***** Dokumen *****

Sayang seribu sayang, di saat-saat sang ibu menghadapi ketuaannya, di saat-saat orang tua sangat membutuhkan pertolongan dan perawatannya, bawel dan cerewetnya, sikapnya yang kembali seperti anak kecil atau sakit yang di deritanya membuat bosan sang anak yang merawat.
Ketika
sang ibu minta dipangku pindah tempat, si anak kadang merasa jengkel, kesal dan
bosan. Padahal waspadalah, kalau saja si anak karena kejengkelannya sampai
mengeluarkan kata-kata “akh”, “khusy” atau kata-kata lainnya maupun dengan
sikap dan perbuatan akibat jengkelnya kepada orang tua itu, maka berarti si
anak telah berbuat durhaka kepada orang tuanya. Allah swt telah melarangnya yang
tercantum di dalam Al Qur’an mengenai larangan berkata “uff” (artinya
perkataan-perkataan yang membuat sakit hati sang orang tua):
“Dan Tuhanmu telah
memerintahkan supaya kamu jangan menyembah selain Dia, dan hendaklah kamu berbuat
baik kepada ibu bapakmu dengan sebaik-baiknya. Jika salah seorang di antara keduanya
atau kedua-duanya sampai berumur lanjut dalam pemeliharaanmu, maka sekali-kali jangan
mengatakan kepada keduanya perkataan “uffin” (khusy, hah dan lain sebagainya
berupa perkataan atau perbuatan yang menyakitkan orang tua), dan janganlah kamu
membentak kepada mereka dan ucapkan pada mereka perkataan yang mulia. Dan rendahkanlah
dirimu terhadap mereka berdua dengan penuh kasih kesayangan, dan ucapkanlah “Wahai
Tuhanku, kasihanilah mereka keduanya, sebagaimana mereka berdua telah mendidik
dan menyayangi aku di wakti kecil” QS.
Al Isra : 23-24
Makna
“uffin” di dalam bahasa Indonesia diartikan dengan khusy, akh atau hah, maksudnya
agar melahirkan kejengkelan. Jadi yang dikategorikan uffin di sini bukan hanya
itu cemberut muka, mencibirkan bibir dan mengkerutkan muka dan ditunjukkan
kepada orangtuanya, itu juga termasuk uffin, yang semuanya itu haruslah
dihindari.

*****

▶ _Tugas Wajib_:
1/ Dalam teks tentang larangan berkata “uff” kepada orang tua, surah dan ayat Al-Qur'an mana yang dikutip?
2/ Lanjutkan teks tentang larangan berkata “uff” kepada orang tua, mulai setelah kalimat terakhirnya.

***** Cuplikan Dataset *****

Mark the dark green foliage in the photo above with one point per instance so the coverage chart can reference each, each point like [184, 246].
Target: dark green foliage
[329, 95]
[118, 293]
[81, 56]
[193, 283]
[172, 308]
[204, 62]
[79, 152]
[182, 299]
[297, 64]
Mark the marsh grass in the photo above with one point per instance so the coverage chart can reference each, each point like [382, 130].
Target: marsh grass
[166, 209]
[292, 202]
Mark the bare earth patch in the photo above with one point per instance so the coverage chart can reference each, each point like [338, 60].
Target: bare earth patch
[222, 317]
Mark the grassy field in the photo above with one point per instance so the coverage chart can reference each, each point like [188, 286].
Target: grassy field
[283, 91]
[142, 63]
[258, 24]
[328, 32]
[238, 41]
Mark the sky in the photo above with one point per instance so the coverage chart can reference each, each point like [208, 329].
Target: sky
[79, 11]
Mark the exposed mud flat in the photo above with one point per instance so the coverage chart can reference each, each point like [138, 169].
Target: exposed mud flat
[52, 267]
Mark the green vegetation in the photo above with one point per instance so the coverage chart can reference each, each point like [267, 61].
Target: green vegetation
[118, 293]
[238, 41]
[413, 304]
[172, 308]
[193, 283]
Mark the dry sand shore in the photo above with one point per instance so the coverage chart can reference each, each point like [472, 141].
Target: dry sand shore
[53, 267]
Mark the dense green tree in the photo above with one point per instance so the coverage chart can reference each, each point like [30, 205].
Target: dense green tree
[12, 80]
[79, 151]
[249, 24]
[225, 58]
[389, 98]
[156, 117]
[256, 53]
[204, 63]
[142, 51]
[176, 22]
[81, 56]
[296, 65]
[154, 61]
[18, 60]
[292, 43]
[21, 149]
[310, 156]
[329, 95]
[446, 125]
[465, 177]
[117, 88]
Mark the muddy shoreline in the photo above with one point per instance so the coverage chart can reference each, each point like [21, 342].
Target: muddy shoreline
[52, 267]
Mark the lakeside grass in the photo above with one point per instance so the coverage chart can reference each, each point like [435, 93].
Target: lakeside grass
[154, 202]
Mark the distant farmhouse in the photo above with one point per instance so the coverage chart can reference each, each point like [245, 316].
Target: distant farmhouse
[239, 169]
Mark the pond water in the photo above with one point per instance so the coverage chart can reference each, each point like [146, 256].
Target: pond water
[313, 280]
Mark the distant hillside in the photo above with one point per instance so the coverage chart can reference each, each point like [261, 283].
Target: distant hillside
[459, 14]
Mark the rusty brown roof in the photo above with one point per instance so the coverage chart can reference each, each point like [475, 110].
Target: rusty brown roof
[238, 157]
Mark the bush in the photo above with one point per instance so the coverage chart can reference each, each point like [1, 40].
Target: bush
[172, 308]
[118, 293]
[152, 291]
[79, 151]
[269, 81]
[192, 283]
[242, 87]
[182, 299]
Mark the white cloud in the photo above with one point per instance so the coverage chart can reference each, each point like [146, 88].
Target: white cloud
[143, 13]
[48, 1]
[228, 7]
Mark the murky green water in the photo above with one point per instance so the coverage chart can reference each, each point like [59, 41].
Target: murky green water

*****

▶ _Jawaban Tertulis_:
1/ QS. Al Isra ayat 23–24.

2/
Memperhatikan
keadaan-keadaan di atas yang terkadang banyak juga terjadi, nyatalah bahwa
kasih anak terhadap orangtuanya hanya sepanjang galah saja, sedangkan kalau di
banding dengan pengurusan sang ibu dan pemeliharaan sang ayah di waktu masih
kecil, sangat jauh bagaikan jauhnya langit ke bumi, tak mungkin dapat membalas
setimpal dengan perawatan orangtua dan kasih sayangnya.
Demikian
juga jika jasa sang ibu diukur dengan ukuran materi, tentulah amat sulit,
hutang emas dapat dibayar dengan emas, tapi hutang budi tetap abadi dibawa
mati, dan budi orang tua tak dapat diukur dengan harta sebanyak apapun, nilai
budi dan jasa lebih mulia dan luhur disbanding dengan nilai materi.
Bila
suatu hari di zaman Rasulullah saw datanglah seorang laki-laki kepada beliau
yang bercerita membanggakan dirinya karena sudah dapat meladeni ibunya,
perasaan dirinya sudah puas karena dapat membalas budi pada ibunya.
Hadits
tersebut berbunyi:
“pada suatu hari datanglah seorang laki-laki
kepada Rasulullah saw, lalu bertanya: “Yaa Rasulullah, saya mempunyai seorang
ibu, yang saya gendong di punggung saya. Saya tidak pernah bermuka masam dan
kecut kepadanya. Saya serahkan hasil mata pencaharian saya kepadanya. Sudahkah saya
disebut sebagai yang membalas budi? Jawab Rasulullah saw. Tidak, walaupun satu
tarikan nafas panjangnya.” Orang itu pun bertanya lagi: mengapa demikian wahai
Rasulullah? Maka jawab Rasulullah saw: “Karena (dahulu) ibumu memeliharamu
dengan harapan engkau panjang umur, dan ketika engkau memelihara ibumu padahal
engkau ingin ia segera mati.” (HR.
Abul Hasan Al Mawardi)
Kandungan
hadits di atas, bahwa balas budi pada orang tua itu tak dapat di ukur dengan
harta benda dan meladeni saja, bandingannya tetap masih jauh. Ibu yang tulus
ikhlas mengandung, melahirkan, merawat dan membesarkan selalu diiringinya
dengan doa agar cepat besar dan panjang umurnya. Tapi si anak bila mendapatkan ibunya
sakit yang memerlukan perawatan yang lama atau terpaksa sampai harus
menggendongnya, memandikan, mencucikan pakaiannya, menyuapi nasi ke mulutnya,
maka dalam hati kecil si anak terlintas pikiran, kiranya lebih baik kalau ibu
saya ini segera meninggal saja daripada merepotkan keluarga yang memeliharanya atau
ibu sendiri menanggung derita batin. Dan seakan-akan si anak telah rela bila
orangtuanya meninggal dunia karena semua keluarga telah cukup merawatnya,
bahkan anak cucupun merasa bosan turut meladeni orang tua itu.
Dengan
lintasan hari yang demikian, jelaslah terdapat perbedaan yang nyata antara
batin sang ibu dan sang anak.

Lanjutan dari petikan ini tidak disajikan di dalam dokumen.